* **Do this**
Could you render every line of the records below as a JSON list of strings, one string per line, with blank lines left out?

* **Material supplied**

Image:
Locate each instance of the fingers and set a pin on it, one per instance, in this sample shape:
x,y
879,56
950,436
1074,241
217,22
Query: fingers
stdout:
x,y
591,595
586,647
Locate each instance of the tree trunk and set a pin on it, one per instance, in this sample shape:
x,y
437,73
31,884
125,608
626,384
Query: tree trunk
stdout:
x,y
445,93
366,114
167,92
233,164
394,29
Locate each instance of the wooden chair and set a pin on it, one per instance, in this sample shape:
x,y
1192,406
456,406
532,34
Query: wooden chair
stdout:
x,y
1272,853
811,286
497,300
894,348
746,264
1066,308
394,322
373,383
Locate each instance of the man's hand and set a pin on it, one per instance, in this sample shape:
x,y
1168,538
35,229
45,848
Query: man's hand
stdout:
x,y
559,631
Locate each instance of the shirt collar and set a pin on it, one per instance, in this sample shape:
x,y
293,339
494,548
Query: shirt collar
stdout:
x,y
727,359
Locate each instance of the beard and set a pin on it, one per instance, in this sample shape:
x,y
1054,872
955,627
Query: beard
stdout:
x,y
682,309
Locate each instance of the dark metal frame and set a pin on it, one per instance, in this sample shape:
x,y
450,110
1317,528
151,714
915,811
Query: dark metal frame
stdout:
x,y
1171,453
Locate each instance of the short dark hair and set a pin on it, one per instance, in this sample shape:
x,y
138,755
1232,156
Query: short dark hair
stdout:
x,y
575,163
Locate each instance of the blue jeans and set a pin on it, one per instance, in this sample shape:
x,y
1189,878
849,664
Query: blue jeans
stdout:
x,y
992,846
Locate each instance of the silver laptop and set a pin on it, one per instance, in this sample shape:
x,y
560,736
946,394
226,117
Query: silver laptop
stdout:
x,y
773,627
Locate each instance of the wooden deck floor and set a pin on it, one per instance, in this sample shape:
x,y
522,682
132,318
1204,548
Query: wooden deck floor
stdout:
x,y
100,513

* **Completed exercise**
[
  "Image:",
  "Locate each instance of the fingers and set a pin on it, one per instance, in this sample shape:",
  "x,y",
  "879,56",
  "950,436",
  "1074,241",
  "217,22",
  "Query: fingers",
  "stdout:",
  "x,y",
  "591,595",
  "586,647",
  "Locate each instance of the tree trunk and set a pin on it, one per instance, in this sample shape:",
  "x,y",
  "437,73",
  "31,884",
  "125,608",
  "626,384",
  "Query: tree trunk",
  "stdout:",
  "x,y",
  "445,93",
  "366,114",
  "167,92",
  "233,164",
  "394,29",
  "Locate each instance of the wooden chair and set a pin on it, one per instance, in this sample shape:",
  "x,y",
  "1192,406",
  "456,406",
  "532,34",
  "Query: wooden chair",
  "stdout:",
  "x,y",
  "1272,853",
  "811,286",
  "497,300",
  "894,348",
  "746,264",
  "1066,308",
  "394,322",
  "373,383",
  "Locate each instance of the man's hand and set a pin on it, one per instance, in this sample shape:",
  "x,y",
  "1168,538",
  "35,229",
  "45,848",
  "Query: man's hand",
  "stdout:",
  "x,y",
  "559,631",
  "Locate each instance of the shirt collar and set a pin on it, one per instance, in this sample shape:",
  "x,y",
  "293,339",
  "494,548",
  "Query: shirt collar",
  "stdout:",
  "x,y",
  "727,359",
  "Locate each instance of the beard and set a pin on it, one per instance, in this sample shape:",
  "x,y",
  "1054,872",
  "955,627",
  "Query: beard",
  "stdout:",
  "x,y",
  "682,309",
  "Locate each instance of the dark metal frame and set a pin on it, one per instance, in this sample shape:",
  "x,y",
  "450,110",
  "1317,528",
  "151,714",
  "915,811",
  "Query: dark metal frame",
  "stdout:",
  "x,y",
  "1171,453",
  "Locate each instance of the short dark hair and set a pin on it, one per instance, in this sample shape:",
  "x,y",
  "138,755",
  "1232,156",
  "Query: short dark hair",
  "stdout:",
  "x,y",
  "575,163",
  "Locate each instance of the blue jeans and set a pin on it, one per instance, in this sample shape:",
  "x,y",
  "1189,878",
  "849,664",
  "Query: blue jeans",
  "stdout:",
  "x,y",
  "992,846",
  "Locate each instance of the silver laptop and set a pin on it, one per instance, in this sample shape:",
  "x,y",
  "560,736",
  "946,394",
  "226,117",
  "Query: silver laptop",
  "stdout:",
  "x,y",
  "773,627",
  "Locate each instance of the wooden deck floor and set a pin on it, one per instance, in this sample shape:",
  "x,y",
  "522,682",
  "132,318",
  "1204,548",
  "Query: wooden deck floor",
  "stdout:",
  "x,y",
  "100,513"
]